__Work instructions__
**a)** Please translate this sentence from the birth story into Spanish: "She was so peaceful and calm that she was napping during the breaks in her contractions."
**b)** Decide whether each statement agrees with the birth story, answering yes or no and quoting the words that settle it: (i) Liza suggested at 11:00pm that Diane empty her bladder. (ii) Theresa held both of Diane's hands by herself. (iii) A midwifery assistant arrived in time for the birth.

__Study text__
================================

At 9:01pm Diane calmly said, "there's something coming out of my vagina" and then the rest of her water broke, filling the tub with tons of tiny specs of vernix.
I was watching her purple line continue to extend and took a couple pictures for Diane, as it's a geeky tool doulas often use, to figure out dilation, without going out of scope. I told Quinn that I thought things were starting to move more quickly than an average first time mom.
Diane was still finding her ground until this point. Then she became very calm and in control. I offered her a spiky rubber ball for gripping in one hand and she held me in the other. If I tried to adjust, she would squeeze my elbow.
She was so peaceful and calm that she was napping during the breaks in her contractions. I would occasionally offer her a cool washcloth for her head, but she had found her labor zone.
She would only vocalize during contractions and pull me in towards her, while squeezing the ball in her other hand, and occasionally say one word or two word requests, "thirsty" and "dry mouth". Quinn would spring into action and meet her needs.
Liza, Quinn and Theresa, all thought that Diane's labor was slowing down, but I noted I 9:25pm that I though she was in transition, even though she was sinking lower and lower into the water.
At 10:32pm I felt her start to push with each contraction. I tried to tell everyone else in the space, but Diane was very aware and I didn't want to effect her peace or environment in anyway.
At 11:00pm Liza suggested that Diane empty her bladder. As she did, I went into the bedroom and tried to get things a little bit more in order as I heard Liza mention to Diane she may want to rest there. I did not think there would be any more resting for Diane, once gravity was involved.
Later when speaking with Diane, she said she was saying in her mind, "I better open my legs and show people there is a baby there." And then she did. Liza looked at me wide eyed and said, "that's baby hair that I'm seeing there right?!" and we both giggled.
It would be too late for a midwifery assistant to arrive, and my role would have to change for a bit. Theresa and Quinn held Diane's hands one on each side, while I gathered up things for the impending birth and baby.
Diane looked at me for reassurance and I nodded my head. Diane then looked back at me and in the most beautifully cracking voice said, "I'm going to meet my baby!" Quinn began to cry and tears were running down his face. Theresa was still so nervous, as she watched her baby start to give birth to her own.
Theresa would look at me with every push and I would tell her that Diane was doing everything perfectly. I would listen to baby in between pushes and Theresa would hold her breath each time.

================================

__Data records__
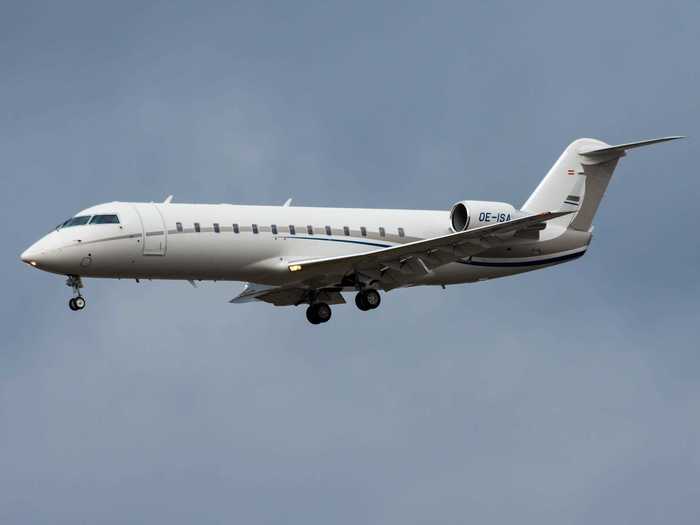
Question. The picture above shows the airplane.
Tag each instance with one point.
(290, 255)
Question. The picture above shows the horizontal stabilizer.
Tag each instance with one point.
(620, 148)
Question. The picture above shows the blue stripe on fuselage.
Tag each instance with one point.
(538, 262)
(338, 240)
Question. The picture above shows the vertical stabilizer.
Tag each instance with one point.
(579, 178)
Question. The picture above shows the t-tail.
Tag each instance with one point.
(579, 178)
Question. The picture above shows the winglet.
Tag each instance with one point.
(620, 149)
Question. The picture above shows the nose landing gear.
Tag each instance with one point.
(78, 301)
(318, 313)
(368, 299)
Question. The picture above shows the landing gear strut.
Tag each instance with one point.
(368, 299)
(78, 301)
(318, 313)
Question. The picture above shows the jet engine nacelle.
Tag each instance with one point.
(466, 215)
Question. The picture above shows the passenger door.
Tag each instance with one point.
(155, 235)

================================

__Responses per task__
**a)** Estaba tan tranquila y serena que dormía durante las pausas entre sus contracciones.

**b)**
(i) Yes: "At 11:00pm Liza suggested that Diane empty her bladder."
(ii) No: "Theresa and Quinn held Diane's hands one on each side"
(iii) No: "It would be too late for a midwifery assistant to arrive"